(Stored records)
Start of Block

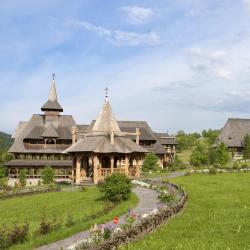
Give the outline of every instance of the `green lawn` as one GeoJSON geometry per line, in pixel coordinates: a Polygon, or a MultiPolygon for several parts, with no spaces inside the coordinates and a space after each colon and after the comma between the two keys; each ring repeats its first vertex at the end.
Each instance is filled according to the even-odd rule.
{"type": "Polygon", "coordinates": [[[129,250],[250,249],[250,173],[176,178],[189,194],[184,212],[129,250]]]}
{"type": "Polygon", "coordinates": [[[13,222],[23,223],[28,221],[32,233],[30,240],[11,249],[33,249],[88,229],[93,223],[103,223],[111,220],[115,215],[127,212],[129,207],[134,207],[138,202],[137,197],[133,194],[130,200],[119,204],[109,213],[102,215],[98,219],[86,221],[90,215],[103,210],[104,202],[100,197],[99,190],[92,187],[85,192],[65,191],[2,200],[0,201],[0,223],[9,225],[13,222]],[[55,214],[59,220],[64,221],[64,224],[68,213],[70,213],[76,224],[72,227],[63,225],[61,229],[46,236],[36,235],[35,232],[41,222],[41,213],[44,208],[49,218],[52,218],[52,215],[55,214]]]}

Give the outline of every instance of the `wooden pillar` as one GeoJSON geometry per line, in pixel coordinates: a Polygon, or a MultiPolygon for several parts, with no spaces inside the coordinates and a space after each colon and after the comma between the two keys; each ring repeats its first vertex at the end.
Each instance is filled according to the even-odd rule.
{"type": "Polygon", "coordinates": [[[110,168],[111,168],[111,174],[114,172],[114,163],[115,163],[115,159],[114,156],[110,156],[110,168]]]}
{"type": "Polygon", "coordinates": [[[128,155],[125,156],[125,174],[129,176],[129,158],[128,155]]]}
{"type": "Polygon", "coordinates": [[[93,159],[93,177],[94,177],[94,184],[97,184],[99,182],[99,174],[98,174],[98,156],[95,155],[93,159]]]}
{"type": "Polygon", "coordinates": [[[81,157],[78,155],[76,157],[76,176],[75,176],[75,183],[80,184],[81,182],[81,157]]]}
{"type": "Polygon", "coordinates": [[[139,178],[141,175],[141,169],[140,169],[140,158],[137,156],[136,157],[136,178],[139,178]]]}

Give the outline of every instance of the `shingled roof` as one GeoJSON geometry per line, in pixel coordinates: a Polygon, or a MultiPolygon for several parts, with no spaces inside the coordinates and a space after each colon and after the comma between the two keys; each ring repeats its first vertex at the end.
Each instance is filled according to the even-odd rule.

End of Block

**Exercise prompt**
Return the preceding entries exactly, each word as given, but leave out any picture.

**Solved exercise**
Give the outline of every instance of the `green lawn` as one GeoJSON geometry per line, in pixel coordinates: a Polygon, or a MultiPolygon for several parts, with no spaces inside the coordinates and a space after each colon and after the comma between the two keys; each ring repeats its first vertex at the end.
Each instance is filled according to the even-odd rule.
{"type": "Polygon", "coordinates": [[[129,250],[250,249],[250,173],[176,178],[189,194],[184,212],[129,250]]]}
{"type": "Polygon", "coordinates": [[[13,222],[23,223],[28,221],[32,233],[30,240],[11,249],[33,249],[88,229],[93,223],[103,223],[111,220],[115,215],[127,212],[129,207],[134,207],[138,202],[137,197],[133,194],[130,200],[119,204],[109,213],[102,215],[98,219],[86,221],[90,215],[103,210],[104,202],[100,197],[99,190],[92,187],[85,192],[65,191],[2,200],[0,201],[0,223],[9,225],[13,222]],[[55,214],[59,220],[64,221],[64,224],[68,213],[70,213],[76,224],[72,227],[63,225],[61,229],[46,236],[36,235],[35,232],[41,222],[41,213],[44,208],[49,218],[52,218],[52,215],[55,214]]]}

Give the outline of every instance of the `wooden pillar` as one GeoJSON geometry per line, in pixel coordinates: a Polygon, or a MultiPolygon for several parts, with no spaces inside the coordinates and a space after each colon and after the comma between the two keys; each ring repeats its first vertex at the end.
Each instance is filled according to the even-odd rule.
{"type": "Polygon", "coordinates": [[[110,168],[111,168],[111,174],[114,172],[114,163],[115,163],[115,159],[114,156],[110,156],[110,168]]]}
{"type": "Polygon", "coordinates": [[[128,155],[125,156],[125,174],[129,176],[129,158],[128,155]]]}
{"type": "Polygon", "coordinates": [[[93,159],[93,177],[94,177],[94,184],[97,184],[99,182],[99,174],[98,174],[98,156],[95,155],[93,159]]]}
{"type": "Polygon", "coordinates": [[[81,157],[78,155],[76,157],[76,176],[75,176],[75,183],[80,184],[81,182],[81,157]]]}
{"type": "Polygon", "coordinates": [[[139,178],[141,175],[141,169],[140,169],[140,158],[137,156],[136,157],[136,178],[139,178]]]}

Give the outline of every instance of the `shingled roof` as one GeoJSON geometry per line, in pixel coordinates: a Polygon, or a MultiPolygon for several parts, with no spaces inside the coordinates and a space after each colon and after the comma between the two keys; each ring repeats its first vertex at the end.
Each instance is filled according to the even-odd rule.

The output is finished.